• The exercise:
Rewrite only the lines from the line with "Where can you find the white panel" up to and including the line with "point(606, 378)", replacing "bare soil" with "exposed soil" and changing nothing else. Leave the pictures out.

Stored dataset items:
----

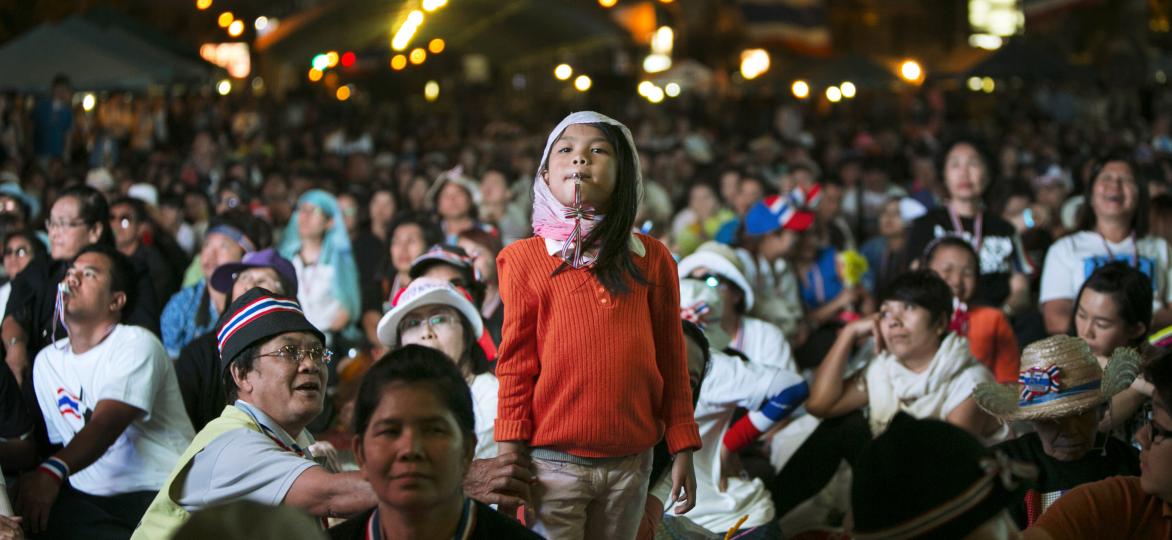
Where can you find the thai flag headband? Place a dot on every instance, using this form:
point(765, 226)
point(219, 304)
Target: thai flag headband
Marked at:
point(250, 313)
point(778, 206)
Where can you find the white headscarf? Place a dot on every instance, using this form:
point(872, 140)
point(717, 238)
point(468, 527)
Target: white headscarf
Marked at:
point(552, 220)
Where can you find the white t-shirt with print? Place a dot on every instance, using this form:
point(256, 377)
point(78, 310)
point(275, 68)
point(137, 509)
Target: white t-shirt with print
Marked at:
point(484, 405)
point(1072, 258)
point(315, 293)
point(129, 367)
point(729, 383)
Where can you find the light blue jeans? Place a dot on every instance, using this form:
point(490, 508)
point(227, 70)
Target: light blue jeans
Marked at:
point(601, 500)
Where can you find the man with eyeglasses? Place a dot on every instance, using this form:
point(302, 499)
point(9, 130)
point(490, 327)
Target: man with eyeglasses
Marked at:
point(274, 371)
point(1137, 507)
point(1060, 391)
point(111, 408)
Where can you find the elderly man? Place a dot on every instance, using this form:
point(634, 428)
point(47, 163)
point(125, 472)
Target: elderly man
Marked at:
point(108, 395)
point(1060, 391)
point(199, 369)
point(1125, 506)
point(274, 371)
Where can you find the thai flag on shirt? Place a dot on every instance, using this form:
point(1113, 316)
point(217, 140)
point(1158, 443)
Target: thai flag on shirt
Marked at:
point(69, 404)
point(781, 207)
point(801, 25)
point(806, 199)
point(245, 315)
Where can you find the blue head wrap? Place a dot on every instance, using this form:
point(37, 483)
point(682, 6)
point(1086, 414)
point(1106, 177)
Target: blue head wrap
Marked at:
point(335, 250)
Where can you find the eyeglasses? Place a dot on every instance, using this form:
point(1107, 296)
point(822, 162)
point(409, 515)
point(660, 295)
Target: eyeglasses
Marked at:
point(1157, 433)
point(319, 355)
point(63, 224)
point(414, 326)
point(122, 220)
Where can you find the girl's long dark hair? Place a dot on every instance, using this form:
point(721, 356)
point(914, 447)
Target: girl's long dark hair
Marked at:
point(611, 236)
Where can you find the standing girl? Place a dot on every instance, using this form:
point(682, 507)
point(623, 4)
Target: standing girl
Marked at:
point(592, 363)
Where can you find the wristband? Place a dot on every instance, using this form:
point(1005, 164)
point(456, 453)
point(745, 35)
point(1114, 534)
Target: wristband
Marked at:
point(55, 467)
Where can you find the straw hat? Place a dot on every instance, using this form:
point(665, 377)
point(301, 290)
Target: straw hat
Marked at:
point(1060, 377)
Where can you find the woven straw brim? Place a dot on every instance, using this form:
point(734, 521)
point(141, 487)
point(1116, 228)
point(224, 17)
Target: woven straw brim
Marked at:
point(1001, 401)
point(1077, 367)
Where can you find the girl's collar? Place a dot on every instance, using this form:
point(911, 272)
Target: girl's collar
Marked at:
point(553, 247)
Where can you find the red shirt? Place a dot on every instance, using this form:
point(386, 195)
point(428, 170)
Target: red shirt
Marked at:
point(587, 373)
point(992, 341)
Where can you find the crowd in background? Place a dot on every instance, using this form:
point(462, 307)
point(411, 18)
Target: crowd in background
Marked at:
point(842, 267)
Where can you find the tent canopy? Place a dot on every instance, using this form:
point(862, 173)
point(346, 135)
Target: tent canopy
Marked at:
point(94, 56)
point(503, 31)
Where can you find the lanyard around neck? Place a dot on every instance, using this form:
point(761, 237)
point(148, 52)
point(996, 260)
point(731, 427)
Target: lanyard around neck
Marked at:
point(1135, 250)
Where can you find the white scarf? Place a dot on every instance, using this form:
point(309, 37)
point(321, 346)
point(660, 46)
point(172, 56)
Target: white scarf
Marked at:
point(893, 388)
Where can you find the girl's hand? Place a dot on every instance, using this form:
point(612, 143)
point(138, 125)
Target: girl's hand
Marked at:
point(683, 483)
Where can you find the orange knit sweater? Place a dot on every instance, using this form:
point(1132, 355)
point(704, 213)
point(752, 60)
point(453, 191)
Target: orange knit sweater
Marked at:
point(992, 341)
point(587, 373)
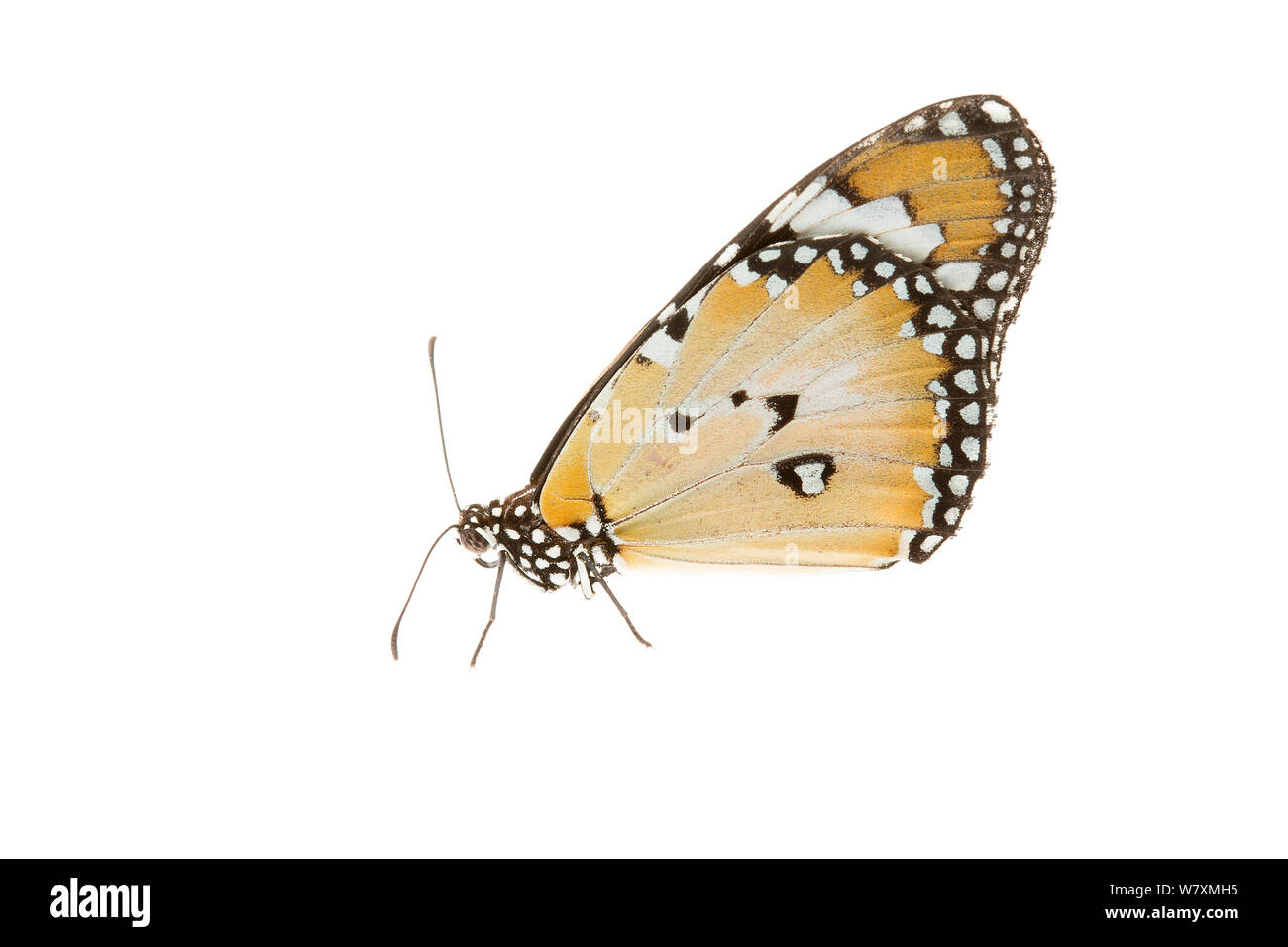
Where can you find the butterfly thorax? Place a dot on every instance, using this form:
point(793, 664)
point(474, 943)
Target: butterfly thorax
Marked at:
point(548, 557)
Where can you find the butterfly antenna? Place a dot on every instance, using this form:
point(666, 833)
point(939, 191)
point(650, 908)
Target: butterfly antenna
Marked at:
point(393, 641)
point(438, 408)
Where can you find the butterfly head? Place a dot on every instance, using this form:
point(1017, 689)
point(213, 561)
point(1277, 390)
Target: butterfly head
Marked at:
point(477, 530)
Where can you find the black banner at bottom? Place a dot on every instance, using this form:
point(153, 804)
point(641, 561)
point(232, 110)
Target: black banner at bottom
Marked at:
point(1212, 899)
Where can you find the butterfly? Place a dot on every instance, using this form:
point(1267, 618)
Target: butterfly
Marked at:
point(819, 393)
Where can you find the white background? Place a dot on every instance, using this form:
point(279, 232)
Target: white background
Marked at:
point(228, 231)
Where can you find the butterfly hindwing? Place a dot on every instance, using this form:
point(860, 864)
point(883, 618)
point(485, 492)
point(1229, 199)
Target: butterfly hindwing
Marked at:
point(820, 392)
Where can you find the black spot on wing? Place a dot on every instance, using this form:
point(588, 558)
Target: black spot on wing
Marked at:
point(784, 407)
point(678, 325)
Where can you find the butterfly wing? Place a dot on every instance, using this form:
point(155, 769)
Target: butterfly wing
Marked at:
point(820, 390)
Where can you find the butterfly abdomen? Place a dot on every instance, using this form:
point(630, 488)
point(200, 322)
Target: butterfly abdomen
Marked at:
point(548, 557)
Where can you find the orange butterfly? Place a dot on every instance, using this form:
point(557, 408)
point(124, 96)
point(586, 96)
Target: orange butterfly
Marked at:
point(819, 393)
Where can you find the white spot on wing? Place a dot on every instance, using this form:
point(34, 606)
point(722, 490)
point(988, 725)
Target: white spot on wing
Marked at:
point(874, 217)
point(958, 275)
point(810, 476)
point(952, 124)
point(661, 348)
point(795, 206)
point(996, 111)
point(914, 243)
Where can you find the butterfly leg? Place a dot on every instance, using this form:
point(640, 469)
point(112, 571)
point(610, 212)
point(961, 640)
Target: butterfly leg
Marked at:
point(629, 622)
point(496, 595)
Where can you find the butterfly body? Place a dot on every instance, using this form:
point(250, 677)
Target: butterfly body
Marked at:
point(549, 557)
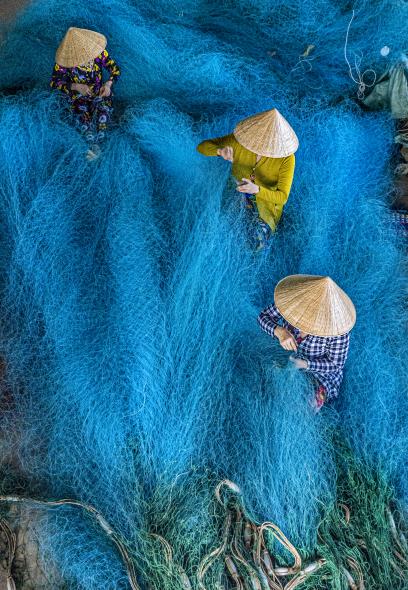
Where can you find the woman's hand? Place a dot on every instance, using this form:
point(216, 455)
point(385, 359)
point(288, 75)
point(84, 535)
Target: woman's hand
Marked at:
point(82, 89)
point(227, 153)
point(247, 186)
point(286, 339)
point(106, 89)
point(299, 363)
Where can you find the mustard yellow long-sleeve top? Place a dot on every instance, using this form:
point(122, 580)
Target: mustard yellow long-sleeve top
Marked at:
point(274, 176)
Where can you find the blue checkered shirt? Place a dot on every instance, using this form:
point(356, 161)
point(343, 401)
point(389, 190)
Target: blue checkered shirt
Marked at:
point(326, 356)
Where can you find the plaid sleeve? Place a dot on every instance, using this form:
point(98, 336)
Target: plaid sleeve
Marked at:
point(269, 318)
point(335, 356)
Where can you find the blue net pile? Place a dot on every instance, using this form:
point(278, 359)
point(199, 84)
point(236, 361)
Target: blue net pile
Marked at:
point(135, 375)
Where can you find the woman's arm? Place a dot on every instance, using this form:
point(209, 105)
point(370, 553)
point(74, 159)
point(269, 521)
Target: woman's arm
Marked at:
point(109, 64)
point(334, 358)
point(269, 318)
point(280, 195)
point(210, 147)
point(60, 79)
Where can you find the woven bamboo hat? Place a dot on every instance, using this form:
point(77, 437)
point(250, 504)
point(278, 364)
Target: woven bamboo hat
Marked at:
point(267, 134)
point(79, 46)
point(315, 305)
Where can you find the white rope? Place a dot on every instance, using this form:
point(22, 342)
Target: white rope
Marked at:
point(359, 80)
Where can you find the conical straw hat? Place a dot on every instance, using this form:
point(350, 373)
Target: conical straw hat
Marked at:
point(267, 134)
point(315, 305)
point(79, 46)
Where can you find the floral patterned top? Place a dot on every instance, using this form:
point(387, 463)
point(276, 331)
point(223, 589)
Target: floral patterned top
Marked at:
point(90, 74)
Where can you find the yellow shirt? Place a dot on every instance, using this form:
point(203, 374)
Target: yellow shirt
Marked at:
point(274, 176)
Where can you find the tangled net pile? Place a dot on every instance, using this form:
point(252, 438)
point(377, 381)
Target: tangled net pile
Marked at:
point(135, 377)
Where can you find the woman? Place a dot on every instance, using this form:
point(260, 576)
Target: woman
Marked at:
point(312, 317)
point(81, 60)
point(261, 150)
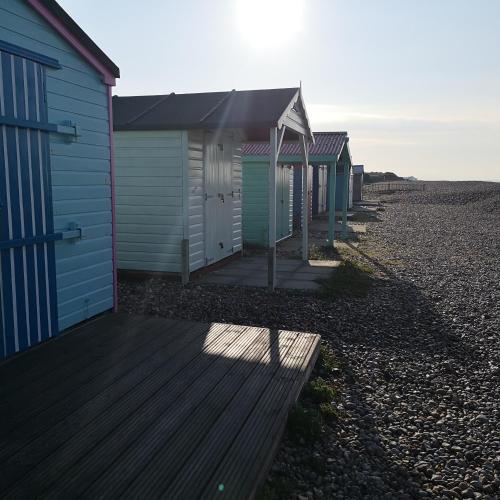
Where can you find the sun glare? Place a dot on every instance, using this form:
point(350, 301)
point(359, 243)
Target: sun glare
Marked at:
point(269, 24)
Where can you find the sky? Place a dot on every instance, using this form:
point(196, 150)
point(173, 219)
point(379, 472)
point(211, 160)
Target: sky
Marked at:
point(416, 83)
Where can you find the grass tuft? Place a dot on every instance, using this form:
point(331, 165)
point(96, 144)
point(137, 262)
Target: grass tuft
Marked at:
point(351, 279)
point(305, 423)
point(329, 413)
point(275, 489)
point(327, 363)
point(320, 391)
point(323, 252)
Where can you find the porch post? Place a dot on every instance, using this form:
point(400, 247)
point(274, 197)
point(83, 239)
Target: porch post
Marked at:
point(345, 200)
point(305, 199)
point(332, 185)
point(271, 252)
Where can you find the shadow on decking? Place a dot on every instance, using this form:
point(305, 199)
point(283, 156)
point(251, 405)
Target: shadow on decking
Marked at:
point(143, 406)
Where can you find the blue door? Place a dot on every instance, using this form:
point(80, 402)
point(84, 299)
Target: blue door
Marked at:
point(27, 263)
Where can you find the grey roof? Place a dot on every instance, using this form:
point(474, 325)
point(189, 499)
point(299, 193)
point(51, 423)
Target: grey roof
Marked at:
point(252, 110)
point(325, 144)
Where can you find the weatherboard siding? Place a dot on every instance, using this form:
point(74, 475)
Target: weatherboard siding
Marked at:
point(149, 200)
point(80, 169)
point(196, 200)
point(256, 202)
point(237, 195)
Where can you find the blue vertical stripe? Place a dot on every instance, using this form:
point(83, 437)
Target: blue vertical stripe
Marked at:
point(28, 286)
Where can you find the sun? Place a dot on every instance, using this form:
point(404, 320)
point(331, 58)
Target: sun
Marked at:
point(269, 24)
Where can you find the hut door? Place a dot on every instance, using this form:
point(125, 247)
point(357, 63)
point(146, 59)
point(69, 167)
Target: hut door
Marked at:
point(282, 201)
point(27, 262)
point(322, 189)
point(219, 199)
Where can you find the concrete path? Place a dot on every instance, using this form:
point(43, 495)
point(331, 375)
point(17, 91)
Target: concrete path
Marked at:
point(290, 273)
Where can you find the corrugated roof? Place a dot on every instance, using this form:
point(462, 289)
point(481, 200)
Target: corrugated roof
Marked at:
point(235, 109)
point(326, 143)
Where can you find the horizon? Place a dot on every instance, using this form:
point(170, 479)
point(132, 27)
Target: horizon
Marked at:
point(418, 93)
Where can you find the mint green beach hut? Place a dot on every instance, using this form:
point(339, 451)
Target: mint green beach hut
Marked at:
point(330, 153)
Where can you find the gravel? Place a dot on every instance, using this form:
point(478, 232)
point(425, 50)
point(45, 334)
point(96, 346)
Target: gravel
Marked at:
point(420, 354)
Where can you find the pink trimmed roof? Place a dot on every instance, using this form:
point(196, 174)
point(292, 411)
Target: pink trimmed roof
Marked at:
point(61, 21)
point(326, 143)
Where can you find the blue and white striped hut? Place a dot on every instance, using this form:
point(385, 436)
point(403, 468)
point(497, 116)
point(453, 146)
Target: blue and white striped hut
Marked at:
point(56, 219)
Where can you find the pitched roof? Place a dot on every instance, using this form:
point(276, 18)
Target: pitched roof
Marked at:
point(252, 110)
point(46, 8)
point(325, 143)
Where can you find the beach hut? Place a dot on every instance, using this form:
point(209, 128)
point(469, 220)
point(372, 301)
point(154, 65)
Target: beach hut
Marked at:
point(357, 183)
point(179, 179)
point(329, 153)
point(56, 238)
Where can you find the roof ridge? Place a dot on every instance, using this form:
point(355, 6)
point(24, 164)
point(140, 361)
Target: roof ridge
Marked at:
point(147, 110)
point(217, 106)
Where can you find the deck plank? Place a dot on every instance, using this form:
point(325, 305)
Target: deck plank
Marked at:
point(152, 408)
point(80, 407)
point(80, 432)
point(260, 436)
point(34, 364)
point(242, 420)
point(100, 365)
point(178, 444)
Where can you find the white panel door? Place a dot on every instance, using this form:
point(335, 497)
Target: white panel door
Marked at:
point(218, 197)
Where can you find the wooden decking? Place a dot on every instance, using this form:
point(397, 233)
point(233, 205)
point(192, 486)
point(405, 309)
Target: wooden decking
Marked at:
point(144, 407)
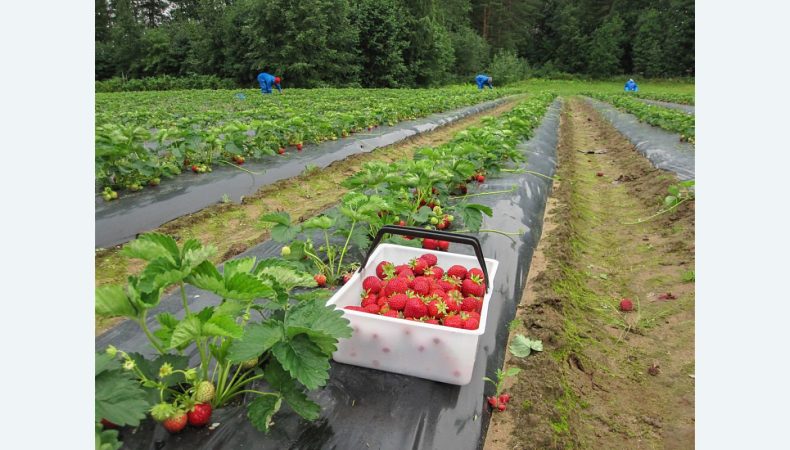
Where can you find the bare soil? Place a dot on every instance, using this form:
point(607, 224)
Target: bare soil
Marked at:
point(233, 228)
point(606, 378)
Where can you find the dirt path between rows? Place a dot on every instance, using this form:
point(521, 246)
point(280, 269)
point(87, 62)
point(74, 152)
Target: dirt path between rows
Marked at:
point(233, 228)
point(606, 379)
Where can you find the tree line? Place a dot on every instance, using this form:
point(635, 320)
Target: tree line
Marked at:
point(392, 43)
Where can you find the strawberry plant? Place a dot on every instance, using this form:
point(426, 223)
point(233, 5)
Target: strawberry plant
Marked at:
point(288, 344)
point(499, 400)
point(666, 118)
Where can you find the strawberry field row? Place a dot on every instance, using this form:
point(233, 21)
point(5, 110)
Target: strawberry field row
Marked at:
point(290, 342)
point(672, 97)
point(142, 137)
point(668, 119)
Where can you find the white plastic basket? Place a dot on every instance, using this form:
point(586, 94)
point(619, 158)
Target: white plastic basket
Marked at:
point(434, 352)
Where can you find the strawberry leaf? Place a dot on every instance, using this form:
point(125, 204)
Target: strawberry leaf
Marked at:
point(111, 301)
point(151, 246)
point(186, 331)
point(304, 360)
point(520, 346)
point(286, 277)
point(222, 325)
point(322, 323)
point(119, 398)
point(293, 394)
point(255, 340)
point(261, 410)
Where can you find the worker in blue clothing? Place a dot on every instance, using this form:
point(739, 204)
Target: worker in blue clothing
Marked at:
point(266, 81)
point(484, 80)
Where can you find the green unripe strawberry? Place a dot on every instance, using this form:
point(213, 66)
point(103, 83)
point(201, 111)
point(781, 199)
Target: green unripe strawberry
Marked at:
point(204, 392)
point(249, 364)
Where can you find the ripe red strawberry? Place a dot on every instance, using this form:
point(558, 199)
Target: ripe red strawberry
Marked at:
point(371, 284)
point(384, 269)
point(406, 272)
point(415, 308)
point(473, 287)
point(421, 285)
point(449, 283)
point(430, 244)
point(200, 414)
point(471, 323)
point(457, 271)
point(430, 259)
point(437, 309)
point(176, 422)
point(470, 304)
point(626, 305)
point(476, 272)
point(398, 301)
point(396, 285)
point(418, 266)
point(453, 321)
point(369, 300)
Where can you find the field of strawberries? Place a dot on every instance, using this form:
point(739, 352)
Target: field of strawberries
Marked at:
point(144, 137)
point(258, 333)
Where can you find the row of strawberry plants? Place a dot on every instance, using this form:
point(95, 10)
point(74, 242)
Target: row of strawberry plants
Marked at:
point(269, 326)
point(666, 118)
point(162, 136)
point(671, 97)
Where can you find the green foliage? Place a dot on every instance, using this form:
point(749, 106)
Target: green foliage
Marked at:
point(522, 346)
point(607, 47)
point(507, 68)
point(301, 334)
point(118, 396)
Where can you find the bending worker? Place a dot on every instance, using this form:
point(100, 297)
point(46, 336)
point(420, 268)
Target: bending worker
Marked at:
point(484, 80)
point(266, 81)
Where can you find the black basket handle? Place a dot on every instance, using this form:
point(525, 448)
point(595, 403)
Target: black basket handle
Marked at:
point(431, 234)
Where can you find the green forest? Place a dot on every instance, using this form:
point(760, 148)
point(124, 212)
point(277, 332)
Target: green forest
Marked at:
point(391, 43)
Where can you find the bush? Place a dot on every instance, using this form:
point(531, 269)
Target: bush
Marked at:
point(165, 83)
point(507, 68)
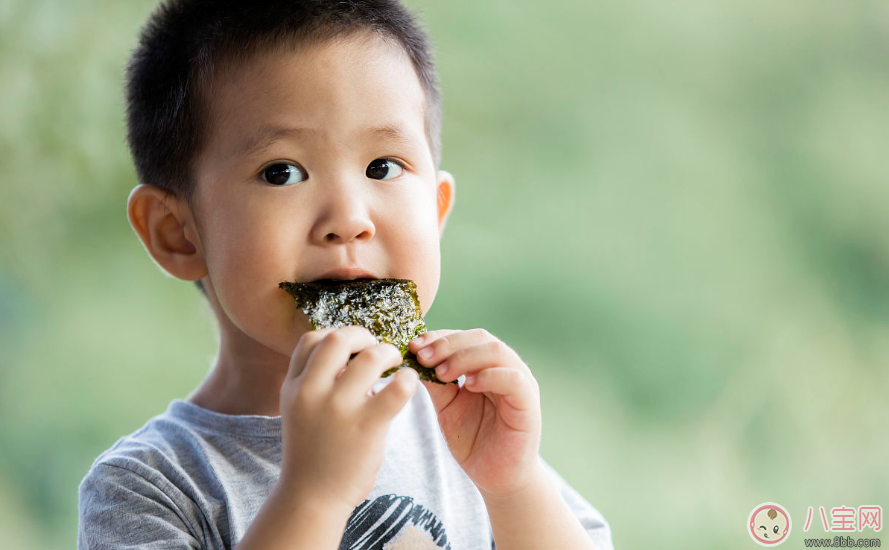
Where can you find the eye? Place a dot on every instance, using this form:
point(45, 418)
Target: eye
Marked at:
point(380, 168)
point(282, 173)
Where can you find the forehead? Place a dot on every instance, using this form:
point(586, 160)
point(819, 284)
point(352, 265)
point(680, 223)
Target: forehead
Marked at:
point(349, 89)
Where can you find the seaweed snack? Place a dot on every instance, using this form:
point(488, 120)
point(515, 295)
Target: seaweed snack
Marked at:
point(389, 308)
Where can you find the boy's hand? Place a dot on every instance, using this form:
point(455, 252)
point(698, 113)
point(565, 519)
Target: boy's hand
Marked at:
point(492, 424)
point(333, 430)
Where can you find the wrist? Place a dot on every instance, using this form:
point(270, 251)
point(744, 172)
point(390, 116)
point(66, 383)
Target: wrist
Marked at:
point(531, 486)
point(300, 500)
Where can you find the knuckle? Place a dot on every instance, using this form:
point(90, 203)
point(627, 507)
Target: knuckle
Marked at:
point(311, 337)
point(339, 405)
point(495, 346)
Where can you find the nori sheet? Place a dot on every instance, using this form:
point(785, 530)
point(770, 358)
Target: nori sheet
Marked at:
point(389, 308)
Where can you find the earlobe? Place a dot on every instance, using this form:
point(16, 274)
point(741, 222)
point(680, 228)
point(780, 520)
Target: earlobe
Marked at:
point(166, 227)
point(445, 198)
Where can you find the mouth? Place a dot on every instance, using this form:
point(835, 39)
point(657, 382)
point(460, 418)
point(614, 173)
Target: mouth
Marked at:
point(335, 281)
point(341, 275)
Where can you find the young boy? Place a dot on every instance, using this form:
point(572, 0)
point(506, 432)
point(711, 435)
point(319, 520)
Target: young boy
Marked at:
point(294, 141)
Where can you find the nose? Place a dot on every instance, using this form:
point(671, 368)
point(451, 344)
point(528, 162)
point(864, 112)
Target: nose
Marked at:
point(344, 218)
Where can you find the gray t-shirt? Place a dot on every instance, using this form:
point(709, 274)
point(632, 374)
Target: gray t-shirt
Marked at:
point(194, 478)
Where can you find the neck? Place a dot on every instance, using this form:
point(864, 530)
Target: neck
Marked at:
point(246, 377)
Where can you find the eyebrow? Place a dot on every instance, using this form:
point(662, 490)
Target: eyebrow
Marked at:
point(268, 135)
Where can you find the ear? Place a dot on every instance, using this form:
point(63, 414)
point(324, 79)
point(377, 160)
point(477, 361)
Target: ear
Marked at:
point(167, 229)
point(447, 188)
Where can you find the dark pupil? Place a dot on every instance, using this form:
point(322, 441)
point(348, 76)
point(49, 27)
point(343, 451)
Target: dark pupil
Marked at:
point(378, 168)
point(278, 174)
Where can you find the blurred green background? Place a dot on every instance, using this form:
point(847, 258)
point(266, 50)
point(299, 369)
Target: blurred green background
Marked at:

----

• Task output:
Where can you find the white panel door? Place a dot on every instance, using this form:
point(335, 497)
Target: white panel door
Marked at:
point(218, 197)
Where can you find the wooden decking? Place a dot on every instance, using this form:
point(397, 233)
point(233, 205)
point(192, 486)
point(405, 309)
Target: wooden decking
Marked at:
point(144, 407)
Where can you find the exposed soil? Place a dot on every instance, using this form:
point(607, 224)
Target: exposed soil
Marked at:
point(233, 228)
point(606, 378)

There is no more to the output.